Liste des tâches -
**a)** Recopiez mot pour mot le passage du texte sur l'espoir qui commence par «L'espoir fait vivre» et se termine par «leur dernier espoir.».
**b)** Répondez aux questions suivantes à partir du texte sur l'espoir, une réponse par ligne :
(i) À quelle date le texte a-t-il été publié ?
(ii) Où l'autrice a-t-elle découvert que quelqu'un demandait pourquoi les médecins donnaient si peu d'espoir à leurs patients ?
(iii) À quoi le texte compare-t-il l'effet de l'espoir sur le présent ?
**c)** Relevez, dans le texte sur l'espoir, tout ce avec quoi on laisserait les patients se débrouiller si l'on se contentait d'annoncer les choses.

Extrait du texte -
▬▬▬▬▬▬

L'espoir fait vivre

Zu guter Letzt
Édition
2022/5152
DOI:
https://doi.org/10.4414/bms.2022.21331
Bull Med Suisses. 2022;103(5152):82

Publié le 21.12.2022

Je voulais commencer par une blague, car j’étais convaincue qu’il devait bien exister des blagues où le patient (dans ce type de blagues les femmes ne jouent un rôle que s’il est question de sexe) demande au médecin «Docteur, ai-je encore des raisons d’espérer?». Mais il semblerait que je me sois trompée, car même si l’humour noir est partout, je n’ai pas retrouvé cette manière de le formuler. Dans un forum, j’ai quand même découvert que quelqu’un demandait pourquoi les médecins donnaient si peu, voire aucun espoir à leurs patients, alors que leur métier consiste à guérir les gens et non à leur retirer leur dernier espoir.
Christina Aus der Au
Professeure en théologie, membre de la rédaction Éthique
Ouh là, c’était du sérieux. Les personnes se partageaient leurs histoires, certaines finissaient bien, d’autres non. Quelqu’un disait «Mieux vaut aucun espoir que de faux espoirs». Une autre personne trouvait qu’il fallait s’en tenir aux faits. Est-ce qu’on peut simplement annoncer les choses et laisser les patients se débrouiller avec leurs radiographies, leurs analyses de sang ou leur diagnostic? «Voici les faits. On ne sait rien de plus et on ne peut donc rien vous dire de plus». Est-ce la réponse idéale qu’on voudrait entendre d’un médecin?
Donner de l’espoir signifie laisser entrevoir des possibilités et si ces espoirs se révèlent faux, c’est que les choses ne se sont pas déroulées comme prévu. L’espoir ne concerne pas seulement l’avenir, il impacte aussi le présent, à l’instar des placebos qui améliorent souvent l’état de santé sans contenir de principe actif nécessaire. Les attentes d’une personne engendrent une modification de ses fonctions corporelles, amènent de la détente et activent le pouvoir d’autoguérison du corps qui, conditionné par la prise d’une pilule, va déclencher la réaction appropriée.

▬▬▬▬▬▬

Enregistrements de données
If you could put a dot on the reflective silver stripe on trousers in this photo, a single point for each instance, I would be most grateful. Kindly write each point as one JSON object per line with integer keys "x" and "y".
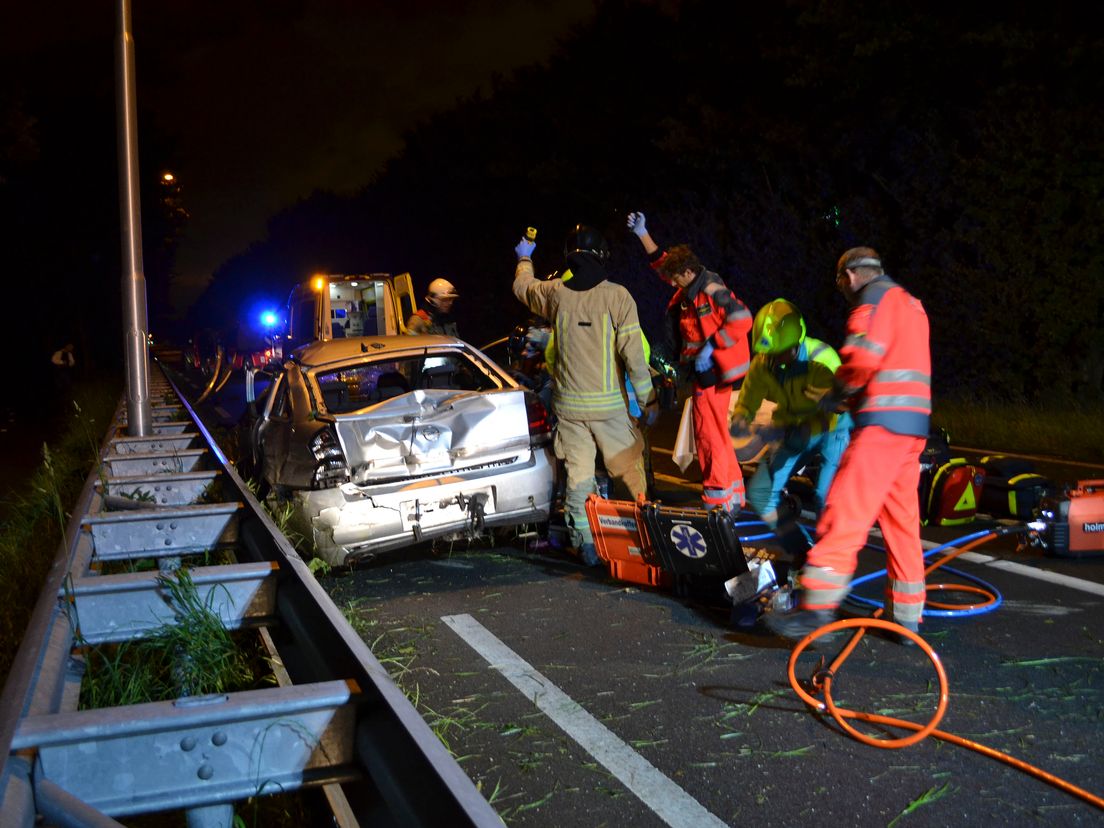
{"x": 897, "y": 401}
{"x": 903, "y": 374}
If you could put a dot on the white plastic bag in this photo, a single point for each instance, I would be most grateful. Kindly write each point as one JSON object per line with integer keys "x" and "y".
{"x": 686, "y": 449}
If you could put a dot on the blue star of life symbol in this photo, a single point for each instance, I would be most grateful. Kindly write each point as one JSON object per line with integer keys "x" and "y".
{"x": 689, "y": 541}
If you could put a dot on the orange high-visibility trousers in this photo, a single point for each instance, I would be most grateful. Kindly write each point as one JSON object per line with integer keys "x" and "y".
{"x": 721, "y": 477}
{"x": 878, "y": 480}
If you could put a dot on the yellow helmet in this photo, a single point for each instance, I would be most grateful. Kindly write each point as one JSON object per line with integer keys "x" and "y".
{"x": 778, "y": 327}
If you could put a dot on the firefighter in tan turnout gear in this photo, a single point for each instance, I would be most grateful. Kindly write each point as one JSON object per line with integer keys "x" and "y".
{"x": 598, "y": 341}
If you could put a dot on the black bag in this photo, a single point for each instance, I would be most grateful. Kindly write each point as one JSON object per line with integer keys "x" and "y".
{"x": 1012, "y": 489}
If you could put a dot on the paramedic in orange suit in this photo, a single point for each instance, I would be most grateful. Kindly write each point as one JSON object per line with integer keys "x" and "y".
{"x": 885, "y": 381}
{"x": 713, "y": 326}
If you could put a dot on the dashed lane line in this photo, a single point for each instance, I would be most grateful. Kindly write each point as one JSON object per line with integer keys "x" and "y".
{"x": 668, "y": 800}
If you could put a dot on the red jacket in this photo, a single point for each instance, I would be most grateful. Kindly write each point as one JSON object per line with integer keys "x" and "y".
{"x": 887, "y": 365}
{"x": 709, "y": 310}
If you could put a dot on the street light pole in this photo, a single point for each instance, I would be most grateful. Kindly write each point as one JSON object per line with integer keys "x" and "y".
{"x": 139, "y": 416}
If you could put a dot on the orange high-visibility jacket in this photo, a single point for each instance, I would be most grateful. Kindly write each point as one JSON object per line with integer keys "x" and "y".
{"x": 887, "y": 364}
{"x": 709, "y": 310}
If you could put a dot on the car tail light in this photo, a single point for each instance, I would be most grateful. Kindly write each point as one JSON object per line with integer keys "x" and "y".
{"x": 332, "y": 468}
{"x": 540, "y": 423}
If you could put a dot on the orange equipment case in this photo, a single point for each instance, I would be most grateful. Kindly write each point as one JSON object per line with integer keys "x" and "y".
{"x": 621, "y": 540}
{"x": 1075, "y": 522}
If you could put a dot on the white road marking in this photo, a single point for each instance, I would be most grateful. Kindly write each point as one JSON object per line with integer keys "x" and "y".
{"x": 1019, "y": 569}
{"x": 677, "y": 480}
{"x": 668, "y": 800}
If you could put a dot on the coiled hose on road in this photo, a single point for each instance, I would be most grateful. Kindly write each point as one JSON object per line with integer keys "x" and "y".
{"x": 821, "y": 679}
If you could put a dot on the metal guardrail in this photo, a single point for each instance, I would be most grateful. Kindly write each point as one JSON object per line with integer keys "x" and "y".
{"x": 335, "y": 721}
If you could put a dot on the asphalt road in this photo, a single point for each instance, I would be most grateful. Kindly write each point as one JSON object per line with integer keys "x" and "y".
{"x": 574, "y": 699}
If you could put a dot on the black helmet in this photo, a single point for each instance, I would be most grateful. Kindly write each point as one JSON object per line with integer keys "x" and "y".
{"x": 583, "y": 239}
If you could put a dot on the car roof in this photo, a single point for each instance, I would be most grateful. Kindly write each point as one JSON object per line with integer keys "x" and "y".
{"x": 347, "y": 348}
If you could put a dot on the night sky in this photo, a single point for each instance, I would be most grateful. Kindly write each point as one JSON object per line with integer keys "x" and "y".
{"x": 964, "y": 142}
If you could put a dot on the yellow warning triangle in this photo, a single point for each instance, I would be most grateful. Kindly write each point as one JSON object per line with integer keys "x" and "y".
{"x": 966, "y": 501}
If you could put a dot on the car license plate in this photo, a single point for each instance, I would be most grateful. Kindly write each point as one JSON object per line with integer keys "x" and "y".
{"x": 432, "y": 512}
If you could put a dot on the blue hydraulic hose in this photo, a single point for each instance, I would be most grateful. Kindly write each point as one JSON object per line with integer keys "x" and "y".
{"x": 937, "y": 613}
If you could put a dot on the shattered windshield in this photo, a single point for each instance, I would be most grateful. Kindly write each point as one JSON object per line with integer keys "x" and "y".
{"x": 359, "y": 385}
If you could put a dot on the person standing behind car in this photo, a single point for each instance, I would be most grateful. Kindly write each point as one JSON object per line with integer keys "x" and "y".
{"x": 713, "y": 326}
{"x": 885, "y": 380}
{"x": 795, "y": 372}
{"x": 598, "y": 340}
{"x": 63, "y": 365}
{"x": 437, "y": 316}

▬▬▬▬▬▬

Résultats des exercices -
**a)**
L'espoir fait vivre

Zu guter Letzt
Édition
2022/5152
DOI:
https://doi.org/10.4414/bms.2022.21331
Bull Med Suisses. 2022;103(5152):82

Publié le 21.12.2022

Je voulais commencer par une blague, car j’étais convaincue qu’il devait bien exister des blagues où le patient (dans ce type de blagues les femmes ne jouent un rôle que s’il est question de sexe) demande au médecin «Docteur, ai-je encore des raisons d’espérer?». Mais il semblerait que je me sois trompée, car même si l’humour noir est partout, je n’ai pas retrouvé cette manière de le formuler. Dans un forum, j’ai quand même découvert que quelqu’un demandait pourquoi les médecins donnaient si peu, voire aucun espoir à leurs patients, alors que leur métier consiste à guérir les gens et non à leur retirer leur dernier espoir.

**b)**
(i) Le 21.12.2022.
(ii) Dans un forum.
(iii) Aux placebos, qui améliorent souvent l'état de santé sans contenir de principe actif nécessaire.

**c)** Leurs radiographies, leurs analyses de sang, leur diagnostic.